**STORED DATA:**
start

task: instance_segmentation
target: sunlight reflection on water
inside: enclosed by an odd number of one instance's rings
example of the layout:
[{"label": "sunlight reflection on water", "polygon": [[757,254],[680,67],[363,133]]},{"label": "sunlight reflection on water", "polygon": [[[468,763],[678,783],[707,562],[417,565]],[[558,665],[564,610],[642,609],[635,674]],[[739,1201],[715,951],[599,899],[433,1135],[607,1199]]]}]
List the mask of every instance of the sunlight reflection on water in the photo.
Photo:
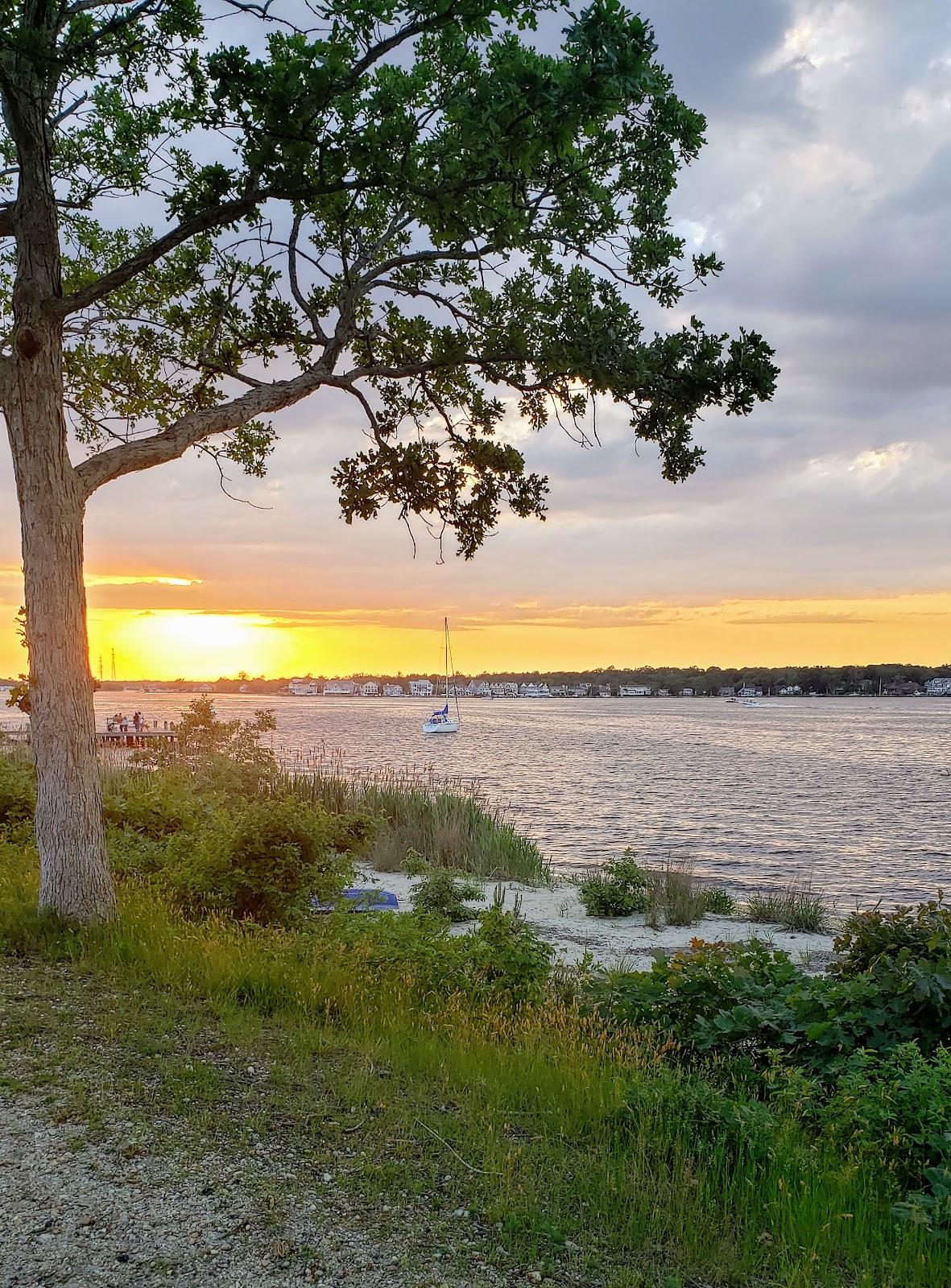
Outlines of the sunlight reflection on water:
[{"label": "sunlight reflection on water", "polygon": [[[174,719],[188,694],[99,693]],[[767,699],[764,699],[765,702]],[[951,880],[951,701],[470,699],[455,737],[425,738],[424,701],[215,697],[274,710],[276,746],[338,748],[357,768],[478,781],[557,866],[631,846],[689,855],[737,889],[811,880],[848,905],[915,900]]]}]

end

Copy the rows above word for word, leaving out the picture.

**THE COMPLETED TASK:**
task: instance_segmentation
target: sunlight reflection on water
inside: enclosed by an odd number of one instance's rings
example of the layout:
[{"label": "sunlight reflection on water", "polygon": [[757,254],[680,67],[363,133]]},{"label": "sunlight reflection on water", "polygon": [[[468,763],[678,783],[707,562],[417,565]],[[558,665],[564,610],[642,609],[635,674]],[[739,1201],[715,951],[599,899],[433,1135],[607,1199]]]}]
List the mask of every instance of the sunlight reflection on water in the photo.
Photo:
Outlines of the sunlight reflection on water:
[{"label": "sunlight reflection on water", "polygon": [[[174,719],[188,694],[99,693]],[[767,699],[764,699],[765,702]],[[951,880],[951,701],[470,699],[455,737],[425,738],[424,701],[215,697],[274,710],[276,746],[338,748],[357,768],[478,781],[557,866],[631,846],[689,855],[737,889],[811,880],[848,905],[915,900]]]}]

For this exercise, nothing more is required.